-- Begin Passage shown --
Japan Railway & Transport Review No. 61 (p22-p29)

Feature : Export and Import of Railway Technologies
Japan’s Railway Technologies Serving on
Overseas Railways

Yasuki Kurasawa

Geographical Features of Japan

As many JRTR readers know, railways only grow in line with social and geographical conditions. Consequently, before delving into the topic of overseas expansion of Japanese railway industry, we need to know a little about their situation, so this article starts with a simple introduction to Japan’s geography.
Japan is a mountainous country and one could go so far as to say that there would be no Japanese archipelago without the mountains. The archipelago is a great system of mountain ranges rising out of the northwest Pacific, and more than 60% of the country’s area is mountainous. The remaining 40% is plains, including hilly areas and other topographical features, but most of the plains are the by-products of mountain formation as the mountains are eroded by rivers and carried to the shores and basins.
In social terms, 90% of the population lives in old cities on the coastal plains. Before railways, walking was the main transportation mode for city dwellers. Even under such conditions, Edo (today’s Tokyo) is said to have had a population of 1 million in the 18th century.

Railway Business in Japan

Japan’s first railway opened in 1872 with a single line between Shimbashi and Yokohama. New lines soon followed in parallel with land development and industrial growth. Progress was rapid in the latter half of the Meiji era (1868–1912) and a network spanning 20,000 km had been built by 1940. Early lines were built using British technology and locomotives along with engineers were also imported from Great Britain.
On the other hand, urban railways in Japan are said to have started with the first electric train in Kyoto in 1895. Thereafter, urban railway networks were built in cities nationwide, mainly running trams. These railways contributed greatly to Japan’s modernization and development.
Railways are still an important part of Japan’s social infrastructure and are essential for day-to-day life. An example of how closely railways are linked to daily life is the Norikae-Annai (transfer guide) PC application. With this system, one simply enters the departure, destination, and desired arrival time to search for various possible routes and transfers. However, such software is useful only if the operation schedule is maintained.
One could probably summarize Japanese railways today using keywords like high quality, reliability, and perfected railway system.
-- End Passage shown --
Exercises to complete
1 - From the railway article, pull out the passage between "Geographical Features of" and "to Japan’s geography.", inclusive.
2 - According to the railway article, which two places did Japan's first railway line connect when it opened in 1872?
-- Begin Data extract --
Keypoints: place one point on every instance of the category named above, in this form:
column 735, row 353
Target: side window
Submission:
-- End Data extract --
Solution list
1 -
Geographical Features of Japan

As many JRTR readers know, railways only grow in line with social and geographical conditions. Consequently, before delving into the topic of overseas expansion of Japanese railway industry, we need to know a little about their situation, so this article starts with a simple introduction to Japan’s geography.

2 - Shimbashi and Yokohama.